(PROVIDED RECORDS)
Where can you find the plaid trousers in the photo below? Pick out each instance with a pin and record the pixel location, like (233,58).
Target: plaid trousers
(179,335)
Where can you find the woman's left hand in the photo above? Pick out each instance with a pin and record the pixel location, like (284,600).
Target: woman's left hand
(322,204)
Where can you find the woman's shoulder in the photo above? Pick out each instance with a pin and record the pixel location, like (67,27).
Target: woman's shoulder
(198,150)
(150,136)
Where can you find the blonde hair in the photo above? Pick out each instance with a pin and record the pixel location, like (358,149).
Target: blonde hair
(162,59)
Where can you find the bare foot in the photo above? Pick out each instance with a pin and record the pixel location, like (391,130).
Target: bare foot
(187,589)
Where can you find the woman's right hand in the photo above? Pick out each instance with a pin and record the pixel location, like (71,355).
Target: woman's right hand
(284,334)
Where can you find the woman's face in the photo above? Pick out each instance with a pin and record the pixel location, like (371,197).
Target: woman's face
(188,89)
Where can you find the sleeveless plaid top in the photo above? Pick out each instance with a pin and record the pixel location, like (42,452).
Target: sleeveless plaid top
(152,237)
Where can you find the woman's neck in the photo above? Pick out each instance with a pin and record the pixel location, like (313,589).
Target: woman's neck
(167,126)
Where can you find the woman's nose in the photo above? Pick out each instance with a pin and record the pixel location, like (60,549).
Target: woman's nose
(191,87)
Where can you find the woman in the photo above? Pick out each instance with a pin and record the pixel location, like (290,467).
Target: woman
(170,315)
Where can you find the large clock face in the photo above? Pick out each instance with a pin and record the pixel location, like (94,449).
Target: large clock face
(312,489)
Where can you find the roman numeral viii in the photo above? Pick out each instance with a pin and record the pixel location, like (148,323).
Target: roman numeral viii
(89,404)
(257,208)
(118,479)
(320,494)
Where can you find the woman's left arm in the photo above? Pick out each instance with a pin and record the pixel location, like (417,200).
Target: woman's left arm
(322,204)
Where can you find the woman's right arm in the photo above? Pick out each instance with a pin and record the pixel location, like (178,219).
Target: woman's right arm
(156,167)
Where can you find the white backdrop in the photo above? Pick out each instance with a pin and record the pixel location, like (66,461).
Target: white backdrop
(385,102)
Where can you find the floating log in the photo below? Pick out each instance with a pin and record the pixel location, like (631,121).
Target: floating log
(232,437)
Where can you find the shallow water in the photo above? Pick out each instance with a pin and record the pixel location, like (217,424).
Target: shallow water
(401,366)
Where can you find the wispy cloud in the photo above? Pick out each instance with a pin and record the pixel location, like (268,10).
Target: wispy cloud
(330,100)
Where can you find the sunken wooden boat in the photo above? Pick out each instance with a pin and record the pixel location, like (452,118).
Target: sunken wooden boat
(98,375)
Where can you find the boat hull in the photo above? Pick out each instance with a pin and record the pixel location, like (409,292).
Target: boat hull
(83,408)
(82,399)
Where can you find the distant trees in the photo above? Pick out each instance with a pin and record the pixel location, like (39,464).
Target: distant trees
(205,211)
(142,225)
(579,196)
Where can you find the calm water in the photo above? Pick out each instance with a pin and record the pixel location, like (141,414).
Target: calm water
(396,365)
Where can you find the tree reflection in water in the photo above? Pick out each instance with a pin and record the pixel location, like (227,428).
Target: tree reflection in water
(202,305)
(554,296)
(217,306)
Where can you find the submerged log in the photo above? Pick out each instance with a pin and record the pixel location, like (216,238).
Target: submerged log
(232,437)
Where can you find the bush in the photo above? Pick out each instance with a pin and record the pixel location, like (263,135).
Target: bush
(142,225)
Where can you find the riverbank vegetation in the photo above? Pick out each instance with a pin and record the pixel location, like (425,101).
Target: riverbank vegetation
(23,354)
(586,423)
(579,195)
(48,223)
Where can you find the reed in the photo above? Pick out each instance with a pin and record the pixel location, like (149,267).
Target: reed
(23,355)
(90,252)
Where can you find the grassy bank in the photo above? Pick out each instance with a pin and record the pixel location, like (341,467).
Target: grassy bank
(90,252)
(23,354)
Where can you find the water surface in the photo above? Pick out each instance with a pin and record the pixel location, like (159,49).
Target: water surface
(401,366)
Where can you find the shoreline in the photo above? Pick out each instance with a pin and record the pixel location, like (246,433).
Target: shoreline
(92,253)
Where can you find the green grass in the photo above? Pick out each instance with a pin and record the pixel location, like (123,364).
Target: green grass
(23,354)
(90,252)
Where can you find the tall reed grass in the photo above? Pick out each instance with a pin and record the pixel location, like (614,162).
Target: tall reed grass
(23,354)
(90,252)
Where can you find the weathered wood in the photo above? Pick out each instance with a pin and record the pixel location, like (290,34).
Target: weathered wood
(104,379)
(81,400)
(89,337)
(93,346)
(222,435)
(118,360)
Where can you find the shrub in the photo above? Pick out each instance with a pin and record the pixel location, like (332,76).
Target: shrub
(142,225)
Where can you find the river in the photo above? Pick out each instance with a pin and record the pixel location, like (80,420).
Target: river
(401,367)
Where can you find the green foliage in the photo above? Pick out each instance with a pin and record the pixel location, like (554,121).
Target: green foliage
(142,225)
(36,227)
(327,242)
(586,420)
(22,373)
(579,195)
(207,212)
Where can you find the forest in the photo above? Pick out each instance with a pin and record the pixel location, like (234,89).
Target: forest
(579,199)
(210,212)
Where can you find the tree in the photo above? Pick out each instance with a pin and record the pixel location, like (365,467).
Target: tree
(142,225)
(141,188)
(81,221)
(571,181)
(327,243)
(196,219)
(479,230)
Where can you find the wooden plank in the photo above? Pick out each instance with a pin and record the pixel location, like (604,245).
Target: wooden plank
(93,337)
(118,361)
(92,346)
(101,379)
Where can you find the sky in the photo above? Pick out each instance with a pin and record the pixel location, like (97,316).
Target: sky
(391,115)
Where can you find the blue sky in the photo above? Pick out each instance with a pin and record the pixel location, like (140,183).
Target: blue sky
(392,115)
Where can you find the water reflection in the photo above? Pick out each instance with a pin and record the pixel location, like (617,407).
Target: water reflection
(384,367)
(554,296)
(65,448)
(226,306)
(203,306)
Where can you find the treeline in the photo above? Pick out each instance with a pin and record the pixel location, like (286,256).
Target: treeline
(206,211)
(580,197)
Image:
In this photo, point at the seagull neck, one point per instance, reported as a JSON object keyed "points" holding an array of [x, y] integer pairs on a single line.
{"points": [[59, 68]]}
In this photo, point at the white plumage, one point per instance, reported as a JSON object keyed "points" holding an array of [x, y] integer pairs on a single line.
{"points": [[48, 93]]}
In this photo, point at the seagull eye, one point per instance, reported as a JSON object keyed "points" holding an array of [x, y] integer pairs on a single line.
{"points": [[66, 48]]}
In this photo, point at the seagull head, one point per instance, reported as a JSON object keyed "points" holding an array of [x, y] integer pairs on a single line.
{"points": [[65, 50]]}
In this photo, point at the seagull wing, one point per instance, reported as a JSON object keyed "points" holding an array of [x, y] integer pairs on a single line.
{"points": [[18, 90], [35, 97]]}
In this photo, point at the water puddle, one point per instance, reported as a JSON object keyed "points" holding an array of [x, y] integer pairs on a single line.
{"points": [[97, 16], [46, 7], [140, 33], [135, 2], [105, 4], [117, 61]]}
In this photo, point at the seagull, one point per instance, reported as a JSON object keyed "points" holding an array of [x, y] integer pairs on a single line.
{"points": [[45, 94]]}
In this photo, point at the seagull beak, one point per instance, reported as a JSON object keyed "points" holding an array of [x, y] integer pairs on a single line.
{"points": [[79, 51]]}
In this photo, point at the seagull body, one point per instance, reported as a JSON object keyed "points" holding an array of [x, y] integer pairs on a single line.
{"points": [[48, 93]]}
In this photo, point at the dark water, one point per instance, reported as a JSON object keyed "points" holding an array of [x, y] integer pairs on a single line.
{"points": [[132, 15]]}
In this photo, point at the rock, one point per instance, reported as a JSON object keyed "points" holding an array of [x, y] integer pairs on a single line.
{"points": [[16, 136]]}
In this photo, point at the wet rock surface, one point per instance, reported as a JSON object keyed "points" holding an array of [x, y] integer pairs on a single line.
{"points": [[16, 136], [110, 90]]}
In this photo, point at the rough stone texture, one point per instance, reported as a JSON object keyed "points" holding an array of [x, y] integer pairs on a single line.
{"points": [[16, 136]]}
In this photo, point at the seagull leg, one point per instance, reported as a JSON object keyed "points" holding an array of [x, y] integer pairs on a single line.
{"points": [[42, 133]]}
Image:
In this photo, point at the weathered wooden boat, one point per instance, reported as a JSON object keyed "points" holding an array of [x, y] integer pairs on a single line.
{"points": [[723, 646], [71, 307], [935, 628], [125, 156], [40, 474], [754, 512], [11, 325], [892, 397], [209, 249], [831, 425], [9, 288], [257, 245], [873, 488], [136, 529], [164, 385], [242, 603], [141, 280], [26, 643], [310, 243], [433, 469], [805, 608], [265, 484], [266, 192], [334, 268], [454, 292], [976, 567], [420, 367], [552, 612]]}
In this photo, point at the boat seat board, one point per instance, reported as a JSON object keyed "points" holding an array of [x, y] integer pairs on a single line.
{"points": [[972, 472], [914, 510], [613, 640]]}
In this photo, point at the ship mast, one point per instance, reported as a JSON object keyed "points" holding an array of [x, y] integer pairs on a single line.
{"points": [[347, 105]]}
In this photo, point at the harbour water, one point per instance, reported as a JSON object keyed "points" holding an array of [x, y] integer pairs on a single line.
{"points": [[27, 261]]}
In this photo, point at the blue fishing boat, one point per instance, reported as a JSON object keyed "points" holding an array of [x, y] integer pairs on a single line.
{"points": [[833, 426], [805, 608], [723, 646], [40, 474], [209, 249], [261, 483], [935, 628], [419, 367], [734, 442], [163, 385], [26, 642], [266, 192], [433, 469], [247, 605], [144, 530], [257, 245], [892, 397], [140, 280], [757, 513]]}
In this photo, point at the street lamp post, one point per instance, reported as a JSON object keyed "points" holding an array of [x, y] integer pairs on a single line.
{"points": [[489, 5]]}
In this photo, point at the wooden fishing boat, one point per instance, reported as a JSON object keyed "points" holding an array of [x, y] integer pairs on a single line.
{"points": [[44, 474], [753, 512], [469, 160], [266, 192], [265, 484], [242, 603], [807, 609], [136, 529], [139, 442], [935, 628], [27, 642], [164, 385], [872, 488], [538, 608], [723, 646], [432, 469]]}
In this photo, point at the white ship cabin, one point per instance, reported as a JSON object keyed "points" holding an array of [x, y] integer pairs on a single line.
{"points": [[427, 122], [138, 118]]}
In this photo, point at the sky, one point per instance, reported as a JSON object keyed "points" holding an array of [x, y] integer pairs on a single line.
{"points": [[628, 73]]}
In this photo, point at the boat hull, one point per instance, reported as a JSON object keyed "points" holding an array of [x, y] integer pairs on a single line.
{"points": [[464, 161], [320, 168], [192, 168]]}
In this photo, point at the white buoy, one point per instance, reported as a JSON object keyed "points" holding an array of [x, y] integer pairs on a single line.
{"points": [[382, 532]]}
(End PROVIDED RECORDS)
### PROMPT
Could you copy every line from the records that has "below" in it?

### FINAL ANSWER
Where can you find the plaid trousers in the photo below? Pick out each instance with a pin and record the pixel location, like (233,58).
Where can you find the floating log in the photo below? Pick out each instance with a pin and record the pixel location, like (631,121).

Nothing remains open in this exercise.